=== Выбранный текст ===

Дайте мне мантилью;

Дайте мне гитару;

Дайте Инезилью,

Кастаньетов пару.

К.П.Прутков.

«Желание быть испанцем»

 

 

ЧуднЫе дела творятся на свете! В Театре мюзикла — «Принцесса цирка», а в оперетте — мюзикл «Собака на сене». Впрочем, если первое – действительно редкость, то мюзикл давно обжился на опереточных подмостках.

Главное, чего ждет читатель от рецензента — ответа на вопросы, стоит ли идти на спектакль и если да, то чего от него ждать. Поэтому начну прямо с этого.

Диана — Василиса Николаева, Теодоро — Павел Иванов

Если вы хотите увидеть блистательную комедию Лопе де Вега в прекрасном исполнении с эффектным оформлением и снабженную рядом зажигательных «испанских» музыкально-танцевальных номеров — можете идти, вы не будете разочарованы. Я заключил национальную принадлежность танцев в кавычки, имея в виду, что «испанскость» эта — вполне театрально-условная. Но ведь мы и не ожидаем аутентичности настоящих исполнителей фламенко, а готовы насладиться стилизацией в диапазоне от «Дон Кихота» (балета, разумеется) до ансамбля Моисеева. Это удовольствие вам гарантировано, во всяком случае, я его получил.

Сразу отмечу для эрудитов, помнящих, что действие пьесы испанского классика происходит в Неаполе: авторы мюзикла без ущерба для сюжета и смысла перенесли историю в Севилью, получив возможность использовать яркие пиренейские мелодии. В остальном пьеса сохранена почти полностью (о небольших изменениях я расскажу ниже).

Начну с того, что́ передает общую атмосферу — музыки и сценографии. Оркестру Театра оперетты не привыкать к стилизациям, и он прекрасно справляется со своей задачей под руководством дирижера-постановщика спектакля Арифа Дадашева. Добавим этому декорации Виктора Архипова, в меру условные, но придающие ту самую «испанскость», с которой мы начали разговор. Ей соответствуют и костюмы Светланы Логофет.

В этом микрокосмосе вполне естественно чувствуют себя те, кто его населяет, — актеры. Во всяком случае, из зала ощущение, что они живут вполне естественной жизнью, играя где надо всерьез, а где можно — комикуя в меру своего амплуа.

Роли героев, в том составе, который я видел, исполнили Василиса Николаева и Павел Иванов. Слово «герои» я здесь использую в смысле «главные действующие лица», а не как обозначение амплуа опереточных красавцев с хорошо поставленными, практически оперными голосами. То есть и красота, и прекрасные голоса (как бы еще хотелось услышать их без микрофонов!) безусловно есть, но есть и тот озорной задор, который мы далеко не всегда видим у театральных героев в традиционном понимании этого слова. Актерский диапазон и Василисы, и Павла — очень широк. Кстати, в ее страстных речах в какой-то момент мне послышались интонации Татьяны Шмыги, которая, как известно, никогда не была заложницей одного амплуа. Как в вокальных номерах, так и в диалоговых сценах Павлу с Василисой удалось своей убедительной, искренней игрой увлечь зрителей и заставить, в зависимости от ситуации, радоваться за их героев, смеяться над ними или сердиться на них.

===

Задание 1: Кто в рецензии на мюзикл «Собака на сене» назван дирижером-постановщиком спектакля?

=== Доступные данные ===

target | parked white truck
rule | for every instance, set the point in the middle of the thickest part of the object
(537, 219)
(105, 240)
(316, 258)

===

Задание 2: Перенесите весь листинг вместе с запросами, прибавив 111 к каждому числу в координатах точек в ответах.

Итоговый ответ 1: Ариф Дадашев.

Итоговый ответ 2:
target | parked white truck
rule | for every instance, set the point in the middle of the thickest part of the object
(648, 330)
(216, 351)
(427, 369)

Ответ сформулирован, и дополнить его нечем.